▸ **Source**
How to Shave Your Head With a Straight Razor

Straight razors are sharp and shaving your head can be awkward when you are first learning..  If you are not willing to be nicked or cut, then do not attempt to shave your head with a straight razors.

There are many reasons you may want to shave your head with a straight razor.  You may want to save money on cartridge razors.  You may be looking to potentially reduce skin irritation.  You might just do it because you want to do it.  My personal reason is that I tend to shave my head infrequently and other razors just aren’t quite up to the task of shaving long lengths of hair without clogging.  

The Philips Oneblade razors do due a decent job even though they’re not really designed for your head.  However, even those sacrifice a somewhat closeness of shave to be able to handle the longer lengths.  It’s just hard to get a really close shave with a razor that’s based on the same technology as a set of clippers.

Well, let’s get to it.  I would actually recommend to not start out shaving your head with a straight razor.  I recommend you at least shave your face with one a few times to get a feel for the angles.  Your face provides some nice flat surfaces in the form of your cheeks to make sure you are holding the straight razor at the correct angle and to ensure the razor has a proper edge to cut through your hair.  

Learning to shave your face with a straight razor also allows you to develop the muscle memory in your hands and arms for controlling the straight razor.  This will take away a little bit of the learning curve as you’ll only have to focus on learning how to shave the curves of your head as opposed to learning how to shave the curves of your head AND how to shave with a straight razor at the same time.

▸ **Data excerpt**
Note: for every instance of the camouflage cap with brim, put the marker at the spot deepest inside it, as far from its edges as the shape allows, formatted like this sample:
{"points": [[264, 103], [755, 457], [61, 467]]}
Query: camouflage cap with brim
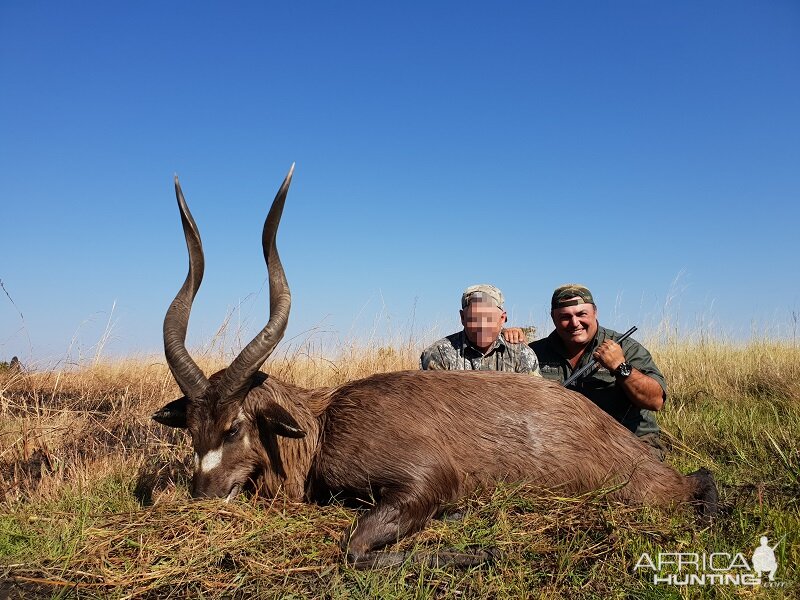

▸ **Work to complete**
A: Answer from the head-shaving guide:
(i) What task does the writer say other razors aren't quite up to?
(ii) Which razor line is said to do a decent job even though it isn't really designed for the head?
(iii) Which part of the face is said to provide nice flat surfaces?
B: Carry the head-shaving guide forward from its last sentence.
The data stands apart from the head-shaving guide and is its own material.

▸ **The responses**
A:
(i) Shaving long lengths of hair without clogging.
(ii) The Philips Oneblade razors.
(iii) The cheeks.

B:
Your face also provides you with curved areas to practice on.  The jawline is a perfect analogue for learning how to adjust the angle of ths straight razor while it goes over the curve to keep it shaving the hair while at the same time avoiding cutting or nicking yourself.  If you look at your head there are many curved areas of it.  Knowing how to adjust the angle of the straight razor as the contour of your head or face changes is vital to shaving yourself with getting nicks or cuts.

The lower lip and chin area is another area of the face that is somewhat difficult.  If you can master those areas, then the angles of your head will be relatively easy.

With that being said, even if you know how to shave your face with a straight razor, learning how to shave your head with a straight razor is a completely different animal.  Knowing how to shave your face with a straight razor will lower the learning curve while learning how to shave your head with one, but it doesn’t completely eliminate the learning curve.

Here are some additional tips I’ve developed over the years of shaving my head with a straight razor and shavette.

First, get a good quality shaving brush and shaving cream or shaving soap.  If you’re not using a shaving brush, then you are really missing out.  Probably half the enjoyment I get from shaving with a straight razor comes from using a shaving brush to apply shaving cream.  The other half is probably the focus it requires to shave with one.  It almost becomes a form of meditation, but I digress.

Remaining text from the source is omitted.